**DIRECTIVE**
Copy out word for word everything from the start of the items down through the line containing "[(108, 98), (54, 95)]", leaving out the pictures.

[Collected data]
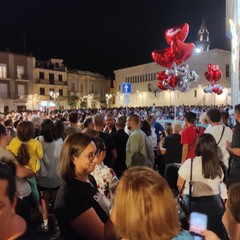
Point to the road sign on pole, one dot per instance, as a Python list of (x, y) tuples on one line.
[(126, 87)]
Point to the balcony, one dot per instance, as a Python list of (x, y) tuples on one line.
[(46, 81)]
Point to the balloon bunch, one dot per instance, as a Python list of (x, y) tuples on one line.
[(179, 51), (179, 78), (174, 77), (213, 75)]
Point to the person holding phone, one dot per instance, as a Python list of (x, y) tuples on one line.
[(207, 175), (231, 217)]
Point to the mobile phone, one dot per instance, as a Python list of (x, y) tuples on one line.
[(198, 223)]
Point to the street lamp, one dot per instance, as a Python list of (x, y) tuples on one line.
[(108, 98), (54, 95)]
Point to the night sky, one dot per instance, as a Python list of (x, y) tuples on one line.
[(104, 35)]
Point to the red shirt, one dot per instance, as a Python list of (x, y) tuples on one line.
[(188, 136)]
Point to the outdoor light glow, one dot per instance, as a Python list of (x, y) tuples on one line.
[(235, 47)]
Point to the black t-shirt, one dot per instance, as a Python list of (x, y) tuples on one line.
[(110, 145), (73, 198), (120, 137), (236, 139), (172, 144)]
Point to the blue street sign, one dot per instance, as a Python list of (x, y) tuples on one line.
[(126, 87)]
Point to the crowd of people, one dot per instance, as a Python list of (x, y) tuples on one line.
[(98, 174)]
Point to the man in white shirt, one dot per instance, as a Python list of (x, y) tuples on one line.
[(221, 133)]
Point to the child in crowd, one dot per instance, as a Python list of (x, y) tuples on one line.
[(105, 177), (28, 152)]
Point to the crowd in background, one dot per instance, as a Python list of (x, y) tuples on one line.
[(68, 158)]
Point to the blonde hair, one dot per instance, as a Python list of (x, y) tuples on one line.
[(73, 145), (204, 119), (234, 200), (145, 207)]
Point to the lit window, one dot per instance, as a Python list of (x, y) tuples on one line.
[(3, 70)]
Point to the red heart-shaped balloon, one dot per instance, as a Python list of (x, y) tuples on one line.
[(172, 81), (179, 32), (213, 67), (161, 85), (181, 51), (209, 76), (162, 76), (163, 57), (217, 75)]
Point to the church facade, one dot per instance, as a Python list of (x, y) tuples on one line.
[(143, 79)]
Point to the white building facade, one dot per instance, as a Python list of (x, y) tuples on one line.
[(142, 75)]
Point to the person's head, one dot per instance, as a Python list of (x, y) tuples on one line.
[(78, 156), (133, 122), (8, 122), (168, 129), (90, 132), (150, 119), (88, 123), (59, 125), (48, 131), (5, 136), (214, 115), (209, 151), (231, 217), (109, 120), (7, 179), (120, 122), (189, 117), (225, 117), (176, 127), (237, 112), (204, 119), (25, 132), (146, 128), (101, 149), (73, 117), (149, 201)]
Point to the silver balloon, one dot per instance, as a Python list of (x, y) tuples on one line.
[(193, 76)]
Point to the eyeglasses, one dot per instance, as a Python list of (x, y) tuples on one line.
[(91, 156)]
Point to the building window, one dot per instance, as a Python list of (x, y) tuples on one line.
[(51, 78), (4, 90), (20, 72), (20, 90), (195, 93), (41, 75), (3, 70), (81, 88), (227, 70), (59, 77), (42, 91), (72, 87)]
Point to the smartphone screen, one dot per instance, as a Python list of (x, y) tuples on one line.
[(198, 223)]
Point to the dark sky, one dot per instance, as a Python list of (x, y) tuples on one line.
[(104, 35)]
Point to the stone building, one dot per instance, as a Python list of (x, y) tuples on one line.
[(51, 84), (144, 83), (16, 81)]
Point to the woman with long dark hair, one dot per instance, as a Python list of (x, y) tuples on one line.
[(48, 180), (207, 175)]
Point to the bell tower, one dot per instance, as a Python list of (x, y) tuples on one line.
[(203, 42)]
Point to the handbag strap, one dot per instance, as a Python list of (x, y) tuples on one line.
[(221, 135), (196, 138), (190, 186)]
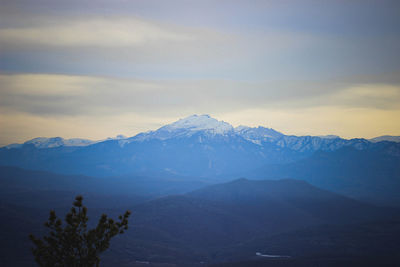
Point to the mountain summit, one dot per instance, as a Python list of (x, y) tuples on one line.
[(187, 127)]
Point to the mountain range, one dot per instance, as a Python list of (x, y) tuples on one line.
[(203, 148), (215, 223)]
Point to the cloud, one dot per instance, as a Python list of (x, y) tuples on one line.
[(48, 94), (96, 107), (94, 32)]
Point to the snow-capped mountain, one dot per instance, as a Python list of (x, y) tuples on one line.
[(389, 138), (198, 145), (187, 127)]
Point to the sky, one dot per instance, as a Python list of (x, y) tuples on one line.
[(98, 68)]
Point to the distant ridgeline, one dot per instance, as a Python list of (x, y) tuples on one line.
[(203, 147)]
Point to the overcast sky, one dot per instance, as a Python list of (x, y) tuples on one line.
[(95, 69)]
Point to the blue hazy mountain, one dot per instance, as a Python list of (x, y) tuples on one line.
[(201, 146), (220, 222), (194, 146)]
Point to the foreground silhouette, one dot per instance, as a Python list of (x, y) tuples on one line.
[(73, 244)]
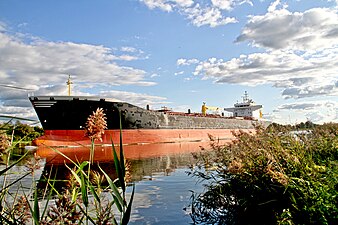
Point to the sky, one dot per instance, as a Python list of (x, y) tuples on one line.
[(174, 53)]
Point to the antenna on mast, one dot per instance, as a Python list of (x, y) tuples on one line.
[(69, 82)]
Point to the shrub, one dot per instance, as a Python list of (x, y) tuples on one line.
[(272, 177)]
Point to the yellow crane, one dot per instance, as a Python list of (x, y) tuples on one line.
[(205, 108), (69, 83)]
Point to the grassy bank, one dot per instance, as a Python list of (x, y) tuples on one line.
[(274, 177), (91, 197)]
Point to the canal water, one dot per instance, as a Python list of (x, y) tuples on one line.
[(159, 171)]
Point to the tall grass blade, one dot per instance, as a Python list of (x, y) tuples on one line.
[(11, 166), (119, 200), (126, 216), (92, 190), (84, 190), (121, 148), (36, 212), (119, 170)]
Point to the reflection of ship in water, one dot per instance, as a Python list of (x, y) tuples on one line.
[(144, 161)]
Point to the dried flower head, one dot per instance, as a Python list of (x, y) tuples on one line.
[(96, 124), (22, 211), (4, 142), (63, 212), (34, 163)]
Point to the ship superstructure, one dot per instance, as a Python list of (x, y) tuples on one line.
[(246, 109), (63, 119)]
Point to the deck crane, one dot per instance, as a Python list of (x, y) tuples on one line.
[(212, 108)]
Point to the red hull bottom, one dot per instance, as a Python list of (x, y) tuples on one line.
[(59, 138)]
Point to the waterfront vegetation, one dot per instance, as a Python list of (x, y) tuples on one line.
[(277, 176), (280, 175), (91, 197)]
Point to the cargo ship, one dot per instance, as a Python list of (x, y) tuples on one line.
[(63, 119)]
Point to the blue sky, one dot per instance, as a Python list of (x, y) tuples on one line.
[(176, 53)]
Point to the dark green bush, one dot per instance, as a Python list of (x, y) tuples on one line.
[(275, 176)]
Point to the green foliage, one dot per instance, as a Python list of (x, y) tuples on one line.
[(87, 201), (275, 176), (22, 131)]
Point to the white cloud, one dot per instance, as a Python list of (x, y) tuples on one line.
[(315, 111), (207, 16), (299, 75), (223, 4), (161, 4), (43, 67), (200, 13), (41, 62), (186, 62), (282, 29), (128, 49)]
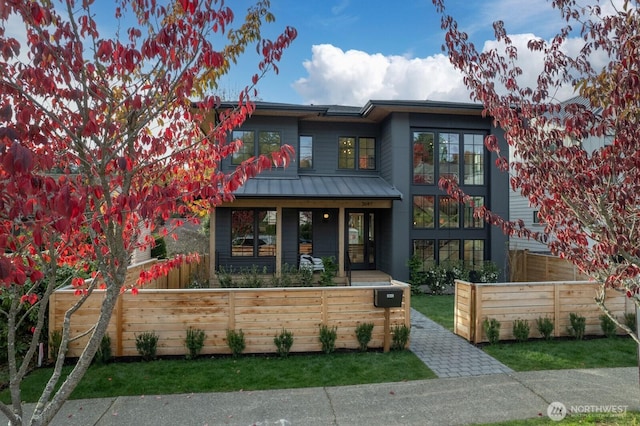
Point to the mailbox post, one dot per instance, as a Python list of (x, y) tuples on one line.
[(387, 298)]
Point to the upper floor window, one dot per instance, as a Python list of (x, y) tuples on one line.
[(365, 148), (423, 147), (449, 155), (306, 152), (247, 149), (268, 142), (437, 155), (473, 159)]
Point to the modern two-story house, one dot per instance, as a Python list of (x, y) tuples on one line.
[(363, 188)]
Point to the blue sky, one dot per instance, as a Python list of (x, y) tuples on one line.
[(351, 51)]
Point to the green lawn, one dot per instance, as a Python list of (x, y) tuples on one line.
[(224, 374), (539, 354)]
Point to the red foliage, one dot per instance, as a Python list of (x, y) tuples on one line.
[(588, 197)]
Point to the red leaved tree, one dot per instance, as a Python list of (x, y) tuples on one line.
[(102, 134), (588, 197)]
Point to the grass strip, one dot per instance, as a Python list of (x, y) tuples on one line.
[(225, 374)]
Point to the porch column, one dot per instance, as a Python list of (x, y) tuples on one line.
[(341, 221), (278, 241), (212, 247)]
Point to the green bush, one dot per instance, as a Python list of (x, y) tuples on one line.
[(363, 334), (330, 270), (225, 277), (608, 326), (147, 345), (630, 320), (159, 250), (283, 342), (328, 336), (400, 337), (251, 277), (545, 327), (194, 342), (103, 355), (578, 325), (491, 328), (521, 330), (235, 341), (305, 276), (55, 340)]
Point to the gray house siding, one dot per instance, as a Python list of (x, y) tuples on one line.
[(392, 125)]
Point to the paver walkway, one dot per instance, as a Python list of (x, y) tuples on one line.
[(446, 354)]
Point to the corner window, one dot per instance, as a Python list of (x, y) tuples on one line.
[(449, 156), (471, 222), (306, 152), (473, 159), (474, 253), (448, 211), (423, 211), (247, 149), (269, 142), (253, 232), (365, 148), (423, 148)]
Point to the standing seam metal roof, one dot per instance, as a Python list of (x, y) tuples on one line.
[(319, 187)]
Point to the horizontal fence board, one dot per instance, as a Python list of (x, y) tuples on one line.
[(260, 313), (507, 302)]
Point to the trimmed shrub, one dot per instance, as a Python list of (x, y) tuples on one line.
[(521, 330), (491, 328), (283, 342), (400, 337), (328, 336), (235, 341), (578, 325), (194, 342), (147, 345), (363, 334), (545, 327)]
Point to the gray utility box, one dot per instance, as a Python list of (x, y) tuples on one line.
[(387, 298)]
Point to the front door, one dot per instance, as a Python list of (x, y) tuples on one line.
[(361, 240)]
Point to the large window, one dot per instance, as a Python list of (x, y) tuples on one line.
[(268, 142), (423, 146), (449, 155), (367, 153), (247, 149), (253, 232), (437, 155), (306, 152), (423, 211), (305, 232), (449, 252), (471, 222), (356, 153), (473, 159)]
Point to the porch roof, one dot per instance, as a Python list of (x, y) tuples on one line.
[(346, 187)]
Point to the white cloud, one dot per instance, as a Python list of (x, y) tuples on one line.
[(354, 77)]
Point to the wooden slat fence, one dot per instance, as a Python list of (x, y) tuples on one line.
[(507, 302), (526, 266), (259, 313)]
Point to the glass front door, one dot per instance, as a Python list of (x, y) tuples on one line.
[(361, 240)]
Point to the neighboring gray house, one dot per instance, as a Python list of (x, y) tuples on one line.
[(363, 188), (519, 207)]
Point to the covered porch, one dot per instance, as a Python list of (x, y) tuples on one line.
[(345, 218)]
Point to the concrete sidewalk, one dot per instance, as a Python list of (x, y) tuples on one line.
[(448, 401)]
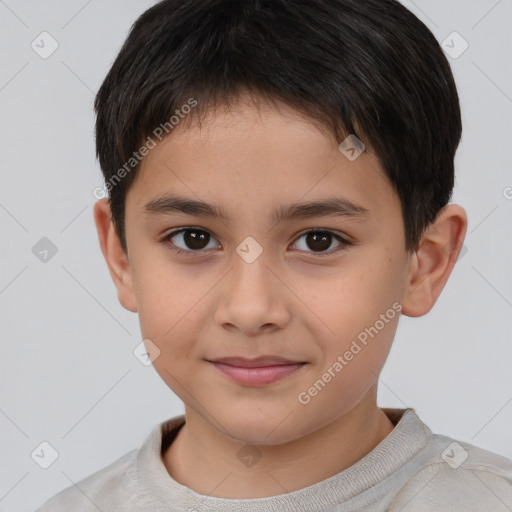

**RESULT FOR THIS TASK**
Point to the road sign on pole, one dot per instance, as a Python list of (x, y) tuples on one line.
[(126, 87)]
Point to the balcony, one dot per instance, as a Python list of (x, y) tuples on one line.
[(46, 81)]
Point to the balloon bunch, one dot per instance, as a Python list of (x, y) tuples on one line.
[(179, 51), (179, 78), (174, 77), (213, 75)]
Point to the person holding phone, one dot per instance, as a Python list of (x, y) tuples on one line.
[(207, 175), (231, 217)]
Point to the mobile phone, one dot per instance, as a Python list of (x, y) tuples on one line.
[(198, 223)]
Point to the street lamp, one dot per instance, as a Python list of (x, y) tuples on one line.
[(108, 98), (54, 95)]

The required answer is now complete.